What to work on: For the entries that follow, restate word for word the line containing "Where can the green", the line containing "<point>586,140</point>", and every line that lies between them.

Data under study:
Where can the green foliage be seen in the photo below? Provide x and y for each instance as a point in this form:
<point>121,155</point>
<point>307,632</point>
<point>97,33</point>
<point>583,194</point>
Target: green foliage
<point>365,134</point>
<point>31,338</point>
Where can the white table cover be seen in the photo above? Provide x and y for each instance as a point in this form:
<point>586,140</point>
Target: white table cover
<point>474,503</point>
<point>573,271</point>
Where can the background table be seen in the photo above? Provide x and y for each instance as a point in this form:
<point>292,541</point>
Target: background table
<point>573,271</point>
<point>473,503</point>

...

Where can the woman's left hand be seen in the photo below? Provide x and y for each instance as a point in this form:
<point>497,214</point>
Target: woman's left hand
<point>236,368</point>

---

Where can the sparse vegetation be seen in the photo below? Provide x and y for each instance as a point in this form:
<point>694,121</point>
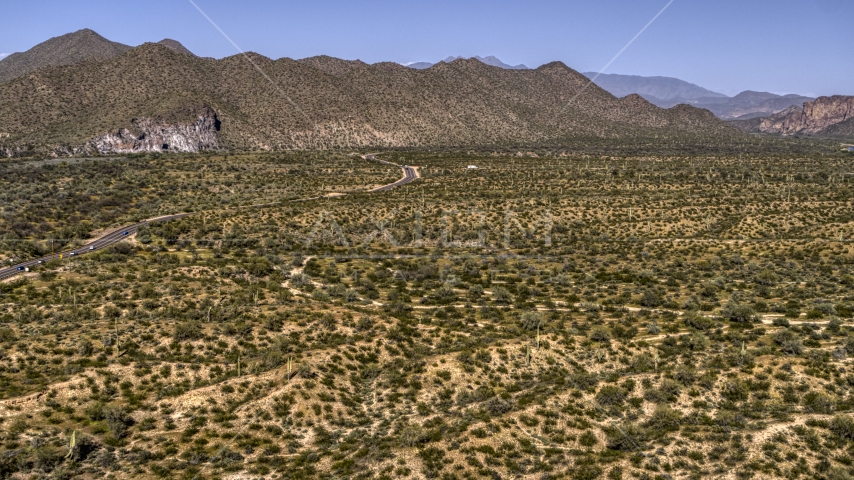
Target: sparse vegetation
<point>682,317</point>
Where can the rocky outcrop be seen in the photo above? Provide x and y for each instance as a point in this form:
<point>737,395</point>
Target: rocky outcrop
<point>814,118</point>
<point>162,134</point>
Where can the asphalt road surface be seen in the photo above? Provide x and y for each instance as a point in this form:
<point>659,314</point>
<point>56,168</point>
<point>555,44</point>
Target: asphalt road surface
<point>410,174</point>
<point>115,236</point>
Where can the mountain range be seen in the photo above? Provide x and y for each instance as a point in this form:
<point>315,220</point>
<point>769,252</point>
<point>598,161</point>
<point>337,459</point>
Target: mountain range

Solution:
Where can the green foliage be seen in the photo below? Provide x and y for each instance as a point in this form:
<point>121,155</point>
<point>307,632</point>
<point>97,33</point>
<point>583,194</point>
Target: green foliage
<point>365,134</point>
<point>31,338</point>
Where can the white table cover be seen in the photo above? Provide x and y for each instance as a point in this form:
<point>586,140</point>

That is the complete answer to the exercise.